[Opening EXERCISE INPUTS section]
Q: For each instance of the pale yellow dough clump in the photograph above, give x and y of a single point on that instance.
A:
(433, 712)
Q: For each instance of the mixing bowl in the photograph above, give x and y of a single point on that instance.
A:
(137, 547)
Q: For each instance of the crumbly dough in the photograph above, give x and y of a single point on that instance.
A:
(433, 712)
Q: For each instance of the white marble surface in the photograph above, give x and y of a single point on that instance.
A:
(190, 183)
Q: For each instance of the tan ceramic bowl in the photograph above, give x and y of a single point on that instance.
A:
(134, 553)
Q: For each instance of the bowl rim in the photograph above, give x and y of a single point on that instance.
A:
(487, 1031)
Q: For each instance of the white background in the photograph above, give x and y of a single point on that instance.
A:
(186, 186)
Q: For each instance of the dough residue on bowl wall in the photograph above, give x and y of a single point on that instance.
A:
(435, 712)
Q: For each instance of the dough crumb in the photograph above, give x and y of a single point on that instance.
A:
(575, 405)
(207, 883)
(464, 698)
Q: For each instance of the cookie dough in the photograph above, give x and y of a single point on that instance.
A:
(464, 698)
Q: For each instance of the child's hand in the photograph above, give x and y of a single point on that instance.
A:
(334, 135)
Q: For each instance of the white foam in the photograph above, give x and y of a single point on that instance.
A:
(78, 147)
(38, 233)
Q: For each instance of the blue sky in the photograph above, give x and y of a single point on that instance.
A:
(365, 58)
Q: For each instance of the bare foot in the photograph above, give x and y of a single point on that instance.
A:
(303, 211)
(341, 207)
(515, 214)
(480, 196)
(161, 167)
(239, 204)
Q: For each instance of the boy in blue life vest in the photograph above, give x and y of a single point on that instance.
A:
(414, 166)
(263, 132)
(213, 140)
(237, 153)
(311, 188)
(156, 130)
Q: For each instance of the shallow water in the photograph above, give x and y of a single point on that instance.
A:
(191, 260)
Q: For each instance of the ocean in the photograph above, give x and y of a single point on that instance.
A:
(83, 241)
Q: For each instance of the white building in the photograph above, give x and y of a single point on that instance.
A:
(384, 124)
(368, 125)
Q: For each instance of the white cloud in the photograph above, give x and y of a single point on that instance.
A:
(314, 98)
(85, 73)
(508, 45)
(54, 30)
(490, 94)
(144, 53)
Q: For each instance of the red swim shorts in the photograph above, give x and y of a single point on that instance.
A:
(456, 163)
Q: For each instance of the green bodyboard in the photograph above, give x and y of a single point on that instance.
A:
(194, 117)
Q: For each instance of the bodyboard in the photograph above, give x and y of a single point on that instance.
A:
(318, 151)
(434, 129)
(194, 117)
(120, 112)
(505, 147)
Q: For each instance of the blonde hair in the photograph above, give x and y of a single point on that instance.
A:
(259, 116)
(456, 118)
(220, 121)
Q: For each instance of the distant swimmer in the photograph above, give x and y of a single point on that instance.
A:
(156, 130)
[Closing EXERCISE INPUTS section]
__TASK INSTRUCTIONS__
For each line in the entries that contains the string "blue", make a copy.

__WORKED SOLUTION__
Q: For each instance of the blue sky in the photograph above, give x and y of a single point on that instance.
Q: For each instance of the boy in blue life vest in the photograph above, give x and y of a single point on that instance.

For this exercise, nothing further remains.